Page text =>

□ □ □ □ □

In computer software, an application binary interface (ABI) is an interface between two binary program modules. Often, one of these modules is a library or operating system facility, and the other is a program that is being run by a user.

An ABI defines how data structures or computational routines are accessed in machine code, which is a low-level, hardware-dependent format. In contrast, an API defines this access in source code, which is a relatively high-level, hardware-independent, often human-readable format. A common aspect of an ABI is the calling convention, which determines how data is provided as input to, or read as output from, computational routines. Examples of this are the x86 calling conventions.

Adhering to an ABI (which may or may not be officially standardized) is usually the job of a compiler, operating system, or library author. However, an application programmer may have to deal with an ABI directly when writing a program in a mix of programming languages, or even compiling a program written in the same language with different compilers.

□ □ □ □ □

Collected material =>
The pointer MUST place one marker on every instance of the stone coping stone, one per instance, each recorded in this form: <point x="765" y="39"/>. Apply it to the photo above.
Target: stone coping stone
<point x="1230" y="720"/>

□ □ □ □ □

Task requirements =>
1. In the application binary interface text, which common aspect of an ABI determines how data is provided as input to, or read as output from, computational routines?
2. For each statement below, say whether it agrees with the application binary interface text, and quote the words from that text that decide it.
(a) An API defines access to data structures or computational routines in machine code.
(b) Adhering to an ABI is usually the job of a compiler, operating system, or library author.
(c) An ABI is always officially standardized.
3. Copy the application binary interface text between "An ABI defines" and "x86 calling conventions.", inclusive.

Written responses =>
1. The calling convention.

2.
(a) No: "an API defines this access in source code"
(b) Yes: "Adhering to an ABI (which may or may not be officially standardized) is usually the job of a compiler, operating system, or library author"
(c) No: "which may or may not be officially standardized"

3.
An ABI defines how data structures or computational routines are accessed in machine code, which is a low-level, hardware-dependent format. In contrast, an API defines this access in source code, which is a relatively high-level, hardware-independent, often human-readable format. A common aspect of an ABI is the calling convention, which determines how data is provided as input to, or read as output from, computational routines. Examples of this are the x86 calling conventions.